'''

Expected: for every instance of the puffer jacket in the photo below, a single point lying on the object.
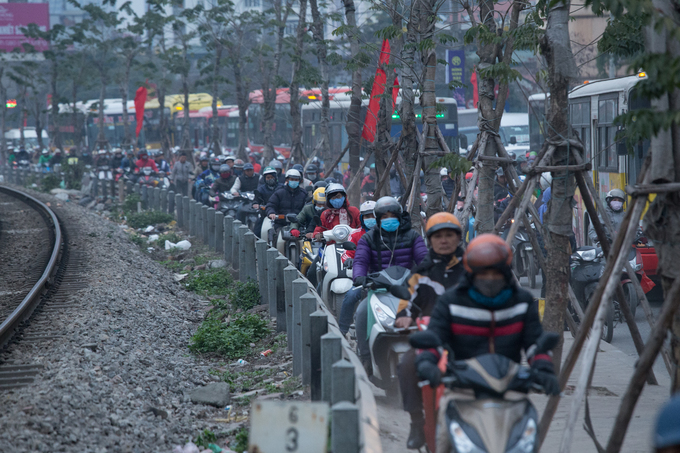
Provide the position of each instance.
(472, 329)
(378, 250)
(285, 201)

'''
'''

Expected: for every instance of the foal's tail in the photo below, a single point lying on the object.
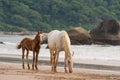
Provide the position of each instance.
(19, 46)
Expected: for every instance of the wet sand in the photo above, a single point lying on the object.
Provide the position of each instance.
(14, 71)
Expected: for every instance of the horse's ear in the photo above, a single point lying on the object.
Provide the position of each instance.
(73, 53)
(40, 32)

'''
'''

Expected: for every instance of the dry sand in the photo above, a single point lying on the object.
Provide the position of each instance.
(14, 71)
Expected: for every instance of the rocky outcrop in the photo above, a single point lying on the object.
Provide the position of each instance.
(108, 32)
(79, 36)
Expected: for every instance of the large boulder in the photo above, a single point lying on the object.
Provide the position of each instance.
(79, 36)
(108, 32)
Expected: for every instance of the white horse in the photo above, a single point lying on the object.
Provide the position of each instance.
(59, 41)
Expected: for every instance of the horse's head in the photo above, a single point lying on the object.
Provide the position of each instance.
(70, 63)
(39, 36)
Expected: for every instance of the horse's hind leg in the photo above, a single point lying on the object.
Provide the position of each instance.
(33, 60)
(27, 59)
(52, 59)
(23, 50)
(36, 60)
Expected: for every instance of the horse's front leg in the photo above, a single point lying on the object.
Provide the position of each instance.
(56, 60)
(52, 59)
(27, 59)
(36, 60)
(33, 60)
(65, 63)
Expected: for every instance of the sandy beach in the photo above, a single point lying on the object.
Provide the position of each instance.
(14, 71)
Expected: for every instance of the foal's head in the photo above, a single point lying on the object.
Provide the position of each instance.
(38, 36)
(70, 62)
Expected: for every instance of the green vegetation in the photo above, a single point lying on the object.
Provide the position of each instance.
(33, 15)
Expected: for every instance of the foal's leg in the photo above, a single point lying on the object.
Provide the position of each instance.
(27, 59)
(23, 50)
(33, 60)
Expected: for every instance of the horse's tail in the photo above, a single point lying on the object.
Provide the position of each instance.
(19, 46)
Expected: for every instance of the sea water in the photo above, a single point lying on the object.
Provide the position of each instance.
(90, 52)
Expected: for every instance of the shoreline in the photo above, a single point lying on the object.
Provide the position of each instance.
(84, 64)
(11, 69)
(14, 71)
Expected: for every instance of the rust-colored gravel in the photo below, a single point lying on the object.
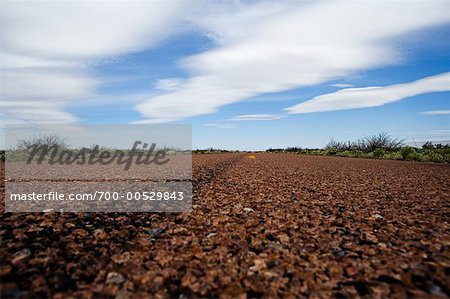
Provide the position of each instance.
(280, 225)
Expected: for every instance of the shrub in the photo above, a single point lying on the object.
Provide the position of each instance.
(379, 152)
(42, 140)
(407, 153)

'''

[THE TASK]
The expected result is a copy of each line in the records where "tail" appears.

[RESULT FOR THIS EXERCISE]
Expected: for every instance of the foal's tail in the photo below, a single point lying on the object.
Expected: for every instance of the horse's tail in the photo above, a single point lying on the object.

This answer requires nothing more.